** Instrucciones y requisitos **
Copia completas las líneas de los datos desde la que contiene "Question. Provide the position of each instance of the dense" hasta la que contiene "x=118 y=207", ambas incluidas, y desplaza cada número de las coordenadas de respuesta sumándole 15. Los demás números quedan igual.

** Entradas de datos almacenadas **
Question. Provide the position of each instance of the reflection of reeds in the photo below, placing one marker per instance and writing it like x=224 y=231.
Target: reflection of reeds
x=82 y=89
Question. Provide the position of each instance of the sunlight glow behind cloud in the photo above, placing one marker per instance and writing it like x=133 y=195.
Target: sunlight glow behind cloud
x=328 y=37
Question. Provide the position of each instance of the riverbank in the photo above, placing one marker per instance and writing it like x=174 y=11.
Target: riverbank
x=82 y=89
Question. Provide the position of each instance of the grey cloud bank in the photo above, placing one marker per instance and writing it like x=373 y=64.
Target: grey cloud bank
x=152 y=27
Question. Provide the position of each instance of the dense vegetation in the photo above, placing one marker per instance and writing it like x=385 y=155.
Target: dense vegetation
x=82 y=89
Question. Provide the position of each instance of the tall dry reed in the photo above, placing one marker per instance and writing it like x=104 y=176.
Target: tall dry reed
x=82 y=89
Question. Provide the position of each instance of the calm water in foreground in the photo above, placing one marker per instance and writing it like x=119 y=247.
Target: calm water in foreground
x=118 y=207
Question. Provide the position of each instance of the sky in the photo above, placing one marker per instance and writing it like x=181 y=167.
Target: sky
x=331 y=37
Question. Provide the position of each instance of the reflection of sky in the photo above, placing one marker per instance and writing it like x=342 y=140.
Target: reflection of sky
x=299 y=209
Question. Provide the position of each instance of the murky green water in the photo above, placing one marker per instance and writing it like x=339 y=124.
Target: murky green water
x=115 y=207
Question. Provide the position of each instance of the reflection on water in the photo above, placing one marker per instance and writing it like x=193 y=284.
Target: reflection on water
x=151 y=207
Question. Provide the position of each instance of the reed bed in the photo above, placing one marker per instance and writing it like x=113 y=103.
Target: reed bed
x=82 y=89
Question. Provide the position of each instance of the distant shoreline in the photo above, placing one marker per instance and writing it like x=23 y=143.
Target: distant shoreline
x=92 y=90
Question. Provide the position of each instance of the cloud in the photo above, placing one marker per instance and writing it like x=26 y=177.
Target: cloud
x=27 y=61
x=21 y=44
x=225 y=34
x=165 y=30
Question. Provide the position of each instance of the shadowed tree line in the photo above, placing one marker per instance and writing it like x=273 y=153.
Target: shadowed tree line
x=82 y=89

** Respuesta **
Question. Provide the position of each instance of the dense vegetation in the photo above, placing one marker per instance and writing it like x=385 y=155.
Target: dense vegetation
x=97 y=104
Question. Provide the position of each instance of the tall dry reed in the photo above, placing one marker per instance and writing it like x=104 y=176.
Target: tall dry reed
x=97 y=104
Question. Provide the position of each instance of the calm water in foreground in the photo above, placing one marker per instance and writing it like x=119 y=247.
Target: calm water in foreground
x=133 y=222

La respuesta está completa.